> Set exercise: Rewrite all of the data below with "every instance" changed to "all instances" and nothing else altered. Omit the pictures from your version.

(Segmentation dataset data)
+---+
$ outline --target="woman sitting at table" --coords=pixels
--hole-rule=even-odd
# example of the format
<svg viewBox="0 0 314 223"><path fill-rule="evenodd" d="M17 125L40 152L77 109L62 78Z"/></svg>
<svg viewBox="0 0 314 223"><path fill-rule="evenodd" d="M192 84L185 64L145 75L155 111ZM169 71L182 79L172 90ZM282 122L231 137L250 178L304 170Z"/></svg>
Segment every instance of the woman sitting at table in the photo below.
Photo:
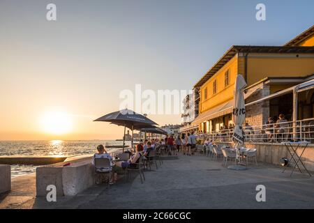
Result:
<svg viewBox="0 0 314 223"><path fill-rule="evenodd" d="M93 164L93 165L95 165L95 159L97 158L101 158L101 159L109 159L109 160L110 161L110 170L112 172L112 177L110 179L110 184L113 184L114 183L114 182L117 180L117 175L114 171L114 169L113 168L114 164L112 163L112 157L111 157L110 155L109 155L107 153L107 151L105 149L105 147L103 145L99 145L97 146L97 153L95 153L93 156L93 160L91 161L91 163ZM96 167L96 171L98 172L101 172L101 171L107 171L107 169L105 169L103 167Z"/></svg>
<svg viewBox="0 0 314 223"><path fill-rule="evenodd" d="M143 151L143 146L142 144L136 145L135 154L131 156L128 161L120 161L116 162L116 166L121 167L124 169L126 168L136 168L137 167L140 157L142 156L142 151Z"/></svg>

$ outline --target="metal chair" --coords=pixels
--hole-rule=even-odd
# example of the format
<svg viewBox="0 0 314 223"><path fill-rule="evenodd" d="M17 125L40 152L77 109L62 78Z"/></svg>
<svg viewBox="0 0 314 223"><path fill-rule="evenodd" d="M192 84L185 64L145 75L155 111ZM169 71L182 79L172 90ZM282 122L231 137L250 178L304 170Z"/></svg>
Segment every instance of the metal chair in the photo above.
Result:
+---+
> Answer to this task:
$ outline --target="woman sitting at table" --coords=pixels
--hole-rule=even-odd
# example of the format
<svg viewBox="0 0 314 223"><path fill-rule="evenodd" d="M17 125L40 152L77 109L62 78Z"/></svg>
<svg viewBox="0 0 314 223"><path fill-rule="evenodd" d="M192 84L185 64L145 75L155 111ZM169 71L182 79L172 90ZM282 122L231 137L250 178L304 170Z"/></svg>
Segment all instances of the woman sitting at table in the photo below.
Photo:
Result:
<svg viewBox="0 0 314 223"><path fill-rule="evenodd" d="M93 164L93 165L95 165L95 159L97 158L101 158L101 159L109 159L109 160L110 161L110 170L112 172L112 177L110 179L110 184L113 184L114 183L114 182L117 180L117 175L114 171L114 169L113 168L114 164L112 163L112 157L111 157L110 155L109 155L107 153L107 151L105 149L105 147L103 145L99 145L97 146L97 153L95 153L93 156L93 160L91 161L91 163ZM96 167L96 171L98 172L101 172L101 171L107 171L107 169L105 169L103 167Z"/></svg>
<svg viewBox="0 0 314 223"><path fill-rule="evenodd" d="M143 151L143 146L142 144L136 145L135 154L131 156L128 161L120 161L116 162L116 166L121 167L124 169L126 168L136 168L137 167L140 157L142 156L142 151Z"/></svg>

$ outline --target="metal chair" --coords=pixels
--hole-rule=even-odd
# example of the format
<svg viewBox="0 0 314 223"><path fill-rule="evenodd" d="M17 125L40 152L77 109L62 78Z"/></svg>
<svg viewBox="0 0 314 223"><path fill-rule="evenodd" d="M192 84L185 64L145 75L155 111ZM169 71L182 79L172 90ZM282 122L231 137L250 178L304 170Z"/></svg>
Segment all instances of the metal chair in the photo above.
Result:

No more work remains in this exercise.